■ Work instructions
Print the lines from the one containing "Find and mark power" through the one containing "[78,119,137,135]", both included, reproducing each one verbatim.

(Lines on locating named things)
──────
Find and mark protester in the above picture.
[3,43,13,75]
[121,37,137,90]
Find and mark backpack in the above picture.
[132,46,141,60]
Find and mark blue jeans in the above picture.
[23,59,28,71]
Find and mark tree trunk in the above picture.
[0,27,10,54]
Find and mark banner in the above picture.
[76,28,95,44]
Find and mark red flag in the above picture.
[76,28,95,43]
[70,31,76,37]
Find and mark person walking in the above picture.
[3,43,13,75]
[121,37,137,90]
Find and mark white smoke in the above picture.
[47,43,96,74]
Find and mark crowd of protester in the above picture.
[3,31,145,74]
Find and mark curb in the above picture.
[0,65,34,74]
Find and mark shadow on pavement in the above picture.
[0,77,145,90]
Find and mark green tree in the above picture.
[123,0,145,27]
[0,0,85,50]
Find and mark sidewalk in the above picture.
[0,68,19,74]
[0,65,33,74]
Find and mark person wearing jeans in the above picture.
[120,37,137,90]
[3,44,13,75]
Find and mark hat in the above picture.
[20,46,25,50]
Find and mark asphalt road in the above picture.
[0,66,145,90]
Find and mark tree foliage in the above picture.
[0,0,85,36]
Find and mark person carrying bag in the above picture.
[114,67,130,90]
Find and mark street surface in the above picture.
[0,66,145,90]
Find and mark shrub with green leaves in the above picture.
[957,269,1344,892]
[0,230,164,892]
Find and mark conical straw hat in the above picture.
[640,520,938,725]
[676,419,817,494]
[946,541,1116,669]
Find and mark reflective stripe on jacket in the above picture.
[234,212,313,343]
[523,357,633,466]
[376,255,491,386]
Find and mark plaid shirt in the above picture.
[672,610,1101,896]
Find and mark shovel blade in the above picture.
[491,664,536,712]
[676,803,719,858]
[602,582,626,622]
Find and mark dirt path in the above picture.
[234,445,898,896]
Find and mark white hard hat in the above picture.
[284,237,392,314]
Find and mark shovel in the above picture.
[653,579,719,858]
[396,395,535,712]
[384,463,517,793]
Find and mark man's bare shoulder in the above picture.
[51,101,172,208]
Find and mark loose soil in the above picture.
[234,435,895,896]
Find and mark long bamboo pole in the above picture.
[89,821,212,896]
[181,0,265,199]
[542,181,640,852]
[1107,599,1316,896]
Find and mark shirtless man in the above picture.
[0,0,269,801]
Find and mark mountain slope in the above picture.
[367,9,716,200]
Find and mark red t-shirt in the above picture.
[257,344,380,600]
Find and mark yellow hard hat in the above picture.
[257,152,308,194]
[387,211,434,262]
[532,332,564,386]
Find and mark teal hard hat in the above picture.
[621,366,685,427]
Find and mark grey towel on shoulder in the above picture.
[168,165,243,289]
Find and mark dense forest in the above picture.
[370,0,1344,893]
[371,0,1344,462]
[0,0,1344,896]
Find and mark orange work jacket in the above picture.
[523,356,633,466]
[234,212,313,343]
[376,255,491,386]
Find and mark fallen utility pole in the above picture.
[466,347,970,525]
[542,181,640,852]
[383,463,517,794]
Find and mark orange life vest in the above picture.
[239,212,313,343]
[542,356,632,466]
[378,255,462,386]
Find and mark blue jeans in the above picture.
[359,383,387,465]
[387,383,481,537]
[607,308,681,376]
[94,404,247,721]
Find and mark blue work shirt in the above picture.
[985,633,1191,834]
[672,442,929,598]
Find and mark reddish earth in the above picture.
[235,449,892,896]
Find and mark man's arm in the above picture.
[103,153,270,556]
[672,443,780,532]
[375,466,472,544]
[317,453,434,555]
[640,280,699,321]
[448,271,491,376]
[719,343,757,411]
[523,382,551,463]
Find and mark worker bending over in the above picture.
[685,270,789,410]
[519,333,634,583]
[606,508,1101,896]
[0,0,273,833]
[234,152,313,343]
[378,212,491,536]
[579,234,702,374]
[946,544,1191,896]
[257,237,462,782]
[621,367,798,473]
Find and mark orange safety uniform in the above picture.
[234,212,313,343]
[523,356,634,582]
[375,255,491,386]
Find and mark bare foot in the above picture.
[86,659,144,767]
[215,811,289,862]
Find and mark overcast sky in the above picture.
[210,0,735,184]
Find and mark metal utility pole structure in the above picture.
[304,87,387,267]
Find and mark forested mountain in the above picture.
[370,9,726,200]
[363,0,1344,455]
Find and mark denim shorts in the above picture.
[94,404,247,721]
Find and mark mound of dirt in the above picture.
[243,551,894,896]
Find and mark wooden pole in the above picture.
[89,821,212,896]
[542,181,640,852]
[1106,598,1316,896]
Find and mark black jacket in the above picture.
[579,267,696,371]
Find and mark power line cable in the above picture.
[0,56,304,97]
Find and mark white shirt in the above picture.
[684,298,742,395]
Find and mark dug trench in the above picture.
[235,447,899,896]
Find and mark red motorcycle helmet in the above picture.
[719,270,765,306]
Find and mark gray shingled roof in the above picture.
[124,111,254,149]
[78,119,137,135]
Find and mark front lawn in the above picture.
──────
■ Written solution
Find and mark power line cable in the above picture.
[0,56,304,97]
Find and mark white shirt in the above picture.
[684,298,742,395]
Find and mark dug trench in the above picture.
[235,447,899,896]
Find and mark red motorcycle helmet in the above picture.
[719,270,765,306]
Find and mark gray shingled roof in the above picture.
[124,111,254,149]
[78,119,137,135]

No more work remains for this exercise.